▸ **Text extract**
From my side - really good to see people trying new things, but some matters do appear a bit odd to me:

1. Monthly records are prioritized over all-time records (it seems to me you cannot even select all-time from the starting page menu?);
2. No less bizarre - the number of submitted checklists seems to be placed above the number of species observed (or at least that is my impression).

I fully get the point that ebird wants to encourage more submissions and active participation from all - but not sure whether the above is the right way to go?...
 
I really like the new font and web page layout - it gives a really spacious, classy feel to the website. For me, the My Stats page defaults to the country I'm in (although auto-detection can be turned off), and gives all-time rather than monthly species statistics. This also gives localised news reports as well as eBird news, which is a nice touch - in this case a report on little bustard decline which was the lead article in Pardela (the SPEA magazine).

The 'My eBird' page again headlines with all time stats, in my case as before for World, although this is also user-selectable, and species by year are placed above species by month. It's when you go to Explore Regions that I agree things start to get a little strange, when the default is the current month and you have 'community targets' (slightly bizarre selection including tufted duck, which you really should've been looking for here before April...). There's also a list of newly added species, which is great for twitching I guess, but if your priority is to understand what are regularly occurring species in a region you may be visiting, this is less good.

I also like the fact that you can access other people's Trip Reports (provided their settings are public), which are organised on a regional basis. I always wondered what the point of these was, other than sharing internally with a group, as you could only ever see your own.
 
when the default is the current month and you have 'community targets' (slightly bizarre selection including tufted duck, which you really should've been looking for here before April...).
I think it's possible to choose the year (though you have to do it again for every new region).

▸ **Required task**
Carry the eBird redesign discussion above forward from its final line, keeping the same informal forum voice.

▸ **Entries supplied**
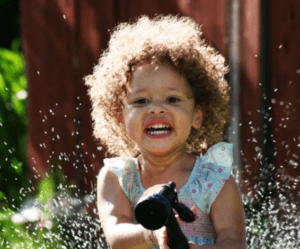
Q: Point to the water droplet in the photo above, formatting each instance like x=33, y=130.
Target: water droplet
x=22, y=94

...

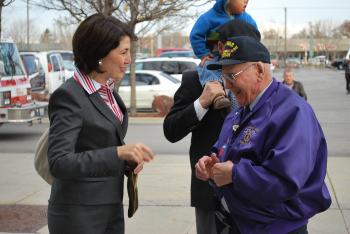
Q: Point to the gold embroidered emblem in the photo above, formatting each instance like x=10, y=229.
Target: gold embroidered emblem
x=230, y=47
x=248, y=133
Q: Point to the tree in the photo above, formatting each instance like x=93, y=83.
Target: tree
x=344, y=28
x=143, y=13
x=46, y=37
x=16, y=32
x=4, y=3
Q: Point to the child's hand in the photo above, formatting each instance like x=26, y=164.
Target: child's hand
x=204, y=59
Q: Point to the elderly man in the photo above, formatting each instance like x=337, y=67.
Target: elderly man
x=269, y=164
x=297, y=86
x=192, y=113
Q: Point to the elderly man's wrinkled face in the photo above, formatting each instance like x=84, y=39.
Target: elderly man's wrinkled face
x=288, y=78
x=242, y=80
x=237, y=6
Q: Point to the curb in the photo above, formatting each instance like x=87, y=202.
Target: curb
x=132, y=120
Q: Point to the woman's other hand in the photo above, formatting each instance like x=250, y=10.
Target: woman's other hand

---

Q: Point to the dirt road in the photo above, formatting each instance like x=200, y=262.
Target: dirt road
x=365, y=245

▸ **Answer to this problem**
There's also a list of newly added species, which is great for twitching I guess, but if your priority is to understand what are regularly occurring species in a region you may be visiting, this is less good.
Or for spring migration. The bar charts are still there, maybe not so prominently, though.

I like the new sleek design, too.
 
I like the new look...it will take a bit to get adjusted to the new placement of things, but don't see the doom and gloom people are preaching about the update.
 
It is interesting. I was rather taken aback. It takes a lot to get used to a system and entrust an organisation with so much data and information which is core to your life. A change of this nature casts a shadow that maybe over-reliance in any organisation is a poor idea.... It is certainly causing me to reflect. For my browser as well, it is causing issues on speed and it has crashed a couple of times.

All the best

Paul
 
It is interesting. I was rather taken aback. It takes a lot to get used to a system and entrust an organisation with so much data and information which is core to your life. A change of this nature casts a shadow that maybe over-reliance in any organisation is a poor idea.... It is certainly causing me to reflect. For my browser as well, it is causing issues on speed and it has crashed a couple of times.

All the best

Paul
It's not that different. Although I admit I have had no technical issues besides the site being a little slower.
 
It's not that different. Although I admit I have had no technical issues besides the site being a little slower.

It is the capability to be subjected to amendment at a whim rather than the extent of this amendment that was the basis of my comment. It was probably the shock of logging in and seeing far fewer species photographed - because it was showing national rather than world stats - and fearing a massive data loss - before realising the nature of the change - that sparked that.

As a matter of principle, I have been in that position before on moth records.

All the best

Paul
 
It is the capability to be subjected to amendment at a whim rather than the extent of this amendment that was the basis of my comment. It was probably the shock of logging in and seeing far fewer species photographed - because it was showing national rather than world stats - and fearing a massive data loss - before realising the nature of the change - that sparked that.

As a matter of principle, I have been in that position before on moth records.

All the best

Paul
Oh I see. Even before the update I changed around my default region a lot so I wasn't super surprised.
 
The font is kind of huge on a laptop screen, I assume this means the site's been designed to look better on a phone, like many are these days. Just zoomed it out to 80% and it's much less in-your-face now, giant fonts always make me feel the web design is shouting at me, hah

The main thing I find disappointing is how it adds more clicking to get to the info I actually want to see when checking out a hotspot - the whole list of birds seen at that location, most recent first. That used to be right there taking up the majority of each hotspot's page, but now you have to click Bird List on the left menu just to view that info - yeah it's still there, but it's tucked away, while the main page is singling out only new species seen this month (which feels like that should be the alternate setting, not the default), and links to other people's individual checklists.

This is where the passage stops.